▶ **Exercise objective**
Reproduce exactly the lines from the one containing "outline hallway" through the last line of the records below, both included, and nothing else.

>> Begin Data for processing

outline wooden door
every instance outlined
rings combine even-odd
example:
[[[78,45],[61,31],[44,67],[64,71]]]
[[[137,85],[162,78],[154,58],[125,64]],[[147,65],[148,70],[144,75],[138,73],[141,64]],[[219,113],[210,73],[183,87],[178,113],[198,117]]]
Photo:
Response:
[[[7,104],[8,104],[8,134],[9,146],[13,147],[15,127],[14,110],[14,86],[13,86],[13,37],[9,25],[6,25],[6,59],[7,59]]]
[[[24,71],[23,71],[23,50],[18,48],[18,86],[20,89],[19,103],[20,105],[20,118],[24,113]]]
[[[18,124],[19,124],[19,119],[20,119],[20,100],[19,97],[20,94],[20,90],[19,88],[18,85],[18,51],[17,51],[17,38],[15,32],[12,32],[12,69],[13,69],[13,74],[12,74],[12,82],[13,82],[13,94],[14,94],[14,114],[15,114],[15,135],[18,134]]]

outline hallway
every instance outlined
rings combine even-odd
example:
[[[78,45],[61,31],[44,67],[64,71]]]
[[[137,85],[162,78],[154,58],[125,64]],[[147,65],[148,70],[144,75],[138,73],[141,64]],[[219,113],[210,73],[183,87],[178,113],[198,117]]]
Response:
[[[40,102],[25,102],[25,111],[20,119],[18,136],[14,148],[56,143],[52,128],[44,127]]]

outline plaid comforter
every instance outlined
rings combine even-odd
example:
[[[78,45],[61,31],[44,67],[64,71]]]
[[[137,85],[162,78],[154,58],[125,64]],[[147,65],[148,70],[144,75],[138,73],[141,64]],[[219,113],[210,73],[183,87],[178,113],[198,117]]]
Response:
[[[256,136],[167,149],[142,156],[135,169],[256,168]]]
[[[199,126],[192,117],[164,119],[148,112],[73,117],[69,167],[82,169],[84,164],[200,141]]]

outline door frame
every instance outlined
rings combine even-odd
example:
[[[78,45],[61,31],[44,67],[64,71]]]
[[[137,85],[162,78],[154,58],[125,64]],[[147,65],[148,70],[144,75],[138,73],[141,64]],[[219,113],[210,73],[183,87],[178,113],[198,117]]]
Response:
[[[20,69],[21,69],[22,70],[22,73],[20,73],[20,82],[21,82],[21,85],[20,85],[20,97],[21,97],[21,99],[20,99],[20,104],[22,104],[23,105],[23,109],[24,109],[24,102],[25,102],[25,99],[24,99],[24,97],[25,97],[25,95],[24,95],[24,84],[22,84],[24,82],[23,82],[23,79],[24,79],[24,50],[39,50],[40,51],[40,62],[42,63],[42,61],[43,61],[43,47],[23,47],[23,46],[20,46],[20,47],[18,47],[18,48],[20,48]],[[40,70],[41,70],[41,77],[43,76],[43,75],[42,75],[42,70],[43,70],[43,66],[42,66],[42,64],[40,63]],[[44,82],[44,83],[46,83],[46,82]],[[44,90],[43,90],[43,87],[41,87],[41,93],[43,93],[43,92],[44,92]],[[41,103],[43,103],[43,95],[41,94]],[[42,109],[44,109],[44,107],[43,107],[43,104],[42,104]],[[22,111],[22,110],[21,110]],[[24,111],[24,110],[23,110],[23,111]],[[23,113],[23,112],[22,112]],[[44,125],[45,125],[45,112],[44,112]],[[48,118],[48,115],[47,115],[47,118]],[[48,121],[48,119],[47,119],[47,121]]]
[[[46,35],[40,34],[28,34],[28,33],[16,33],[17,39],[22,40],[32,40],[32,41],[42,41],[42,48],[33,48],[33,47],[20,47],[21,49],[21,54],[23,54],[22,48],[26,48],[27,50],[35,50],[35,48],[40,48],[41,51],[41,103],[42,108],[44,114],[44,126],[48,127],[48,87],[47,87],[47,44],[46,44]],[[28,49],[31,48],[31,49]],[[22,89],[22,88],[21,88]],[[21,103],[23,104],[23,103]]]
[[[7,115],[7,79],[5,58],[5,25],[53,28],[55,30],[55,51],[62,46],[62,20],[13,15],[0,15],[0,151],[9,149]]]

>> End Data for processing

▶ **Written reply**
outline hallway
every instance outlined
rings combine even-odd
example:
[[[78,45],[61,31],[44,67],[64,71]]]
[[[137,85],[162,78],[154,58],[125,64]],[[147,65],[148,70],[144,75],[138,73],[141,64]],[[219,113],[210,73],[183,87],[178,113],[198,117]]]
Response:
[[[40,102],[25,102],[25,111],[20,119],[18,136],[14,148],[56,143],[52,128],[44,127]]]

outline plaid comforter
every instance outlined
rings combine even-odd
example:
[[[78,45],[61,31],[44,67],[64,71]]]
[[[137,85],[162,78],[154,58],[125,64]],[[147,65],[148,70],[144,75],[138,73],[141,64]],[[219,113],[210,73],[183,87],[178,113],[198,117]]]
Response:
[[[256,136],[167,149],[142,156],[135,169],[256,168]]]
[[[199,126],[192,117],[164,119],[148,112],[73,117],[69,167],[82,169],[84,164],[200,141]]]

outline door frame
every instance outlined
rings combine even-odd
example:
[[[78,45],[61,31],[44,67],[64,71]]]
[[[137,85],[162,78],[154,58],[125,64]],[[147,65],[148,70],[144,75],[138,73],[141,64]],[[219,113],[210,73],[183,87],[178,113],[198,117]]]
Response:
[[[20,69],[21,69],[22,70],[22,73],[20,73],[20,82],[21,82],[21,85],[20,85],[20,97],[21,97],[21,99],[20,99],[20,104],[22,104],[23,105],[23,109],[24,109],[24,102],[25,102],[25,99],[24,99],[24,97],[25,97],[25,95],[24,95],[24,84],[22,84],[24,82],[23,82],[23,79],[24,79],[24,50],[39,50],[40,51],[40,62],[42,63],[42,61],[43,61],[43,47],[23,47],[23,46],[20,46],[20,47],[18,47],[18,48],[20,48]],[[40,70],[41,70],[41,77],[43,76],[43,75],[42,75],[42,70],[43,70],[43,66],[42,66],[42,64],[40,63]],[[44,82],[44,83],[46,83],[46,82]],[[44,90],[43,90],[43,87],[41,87],[41,93],[43,93],[43,92],[44,92]],[[41,103],[43,103],[43,95],[41,94]],[[42,109],[44,109],[44,107],[43,107],[43,104],[42,104]],[[22,111],[22,110],[21,110]],[[24,111],[24,110],[23,110],[23,111]],[[23,113],[23,112],[22,112]],[[44,125],[45,125],[45,112],[44,112]],[[48,118],[48,115],[47,115],[47,118]],[[48,121],[48,119],[47,119],[47,121]]]
[[[46,35],[40,34],[28,34],[28,33],[16,33],[17,39],[22,40],[32,40],[32,41],[42,41],[42,48],[33,48],[33,47],[20,47],[21,49],[21,54],[23,54],[22,48],[26,48],[27,50],[35,50],[35,48],[40,48],[41,51],[41,103],[42,108],[44,114],[44,126],[48,127],[48,87],[47,87],[47,44],[46,44]],[[28,49],[31,48],[31,49]],[[22,89],[22,88],[21,88]],[[21,103],[23,104],[23,103]]]
[[[7,115],[7,79],[5,58],[5,25],[53,28],[55,30],[55,51],[62,46],[62,20],[13,15],[0,15],[0,151],[9,149]]]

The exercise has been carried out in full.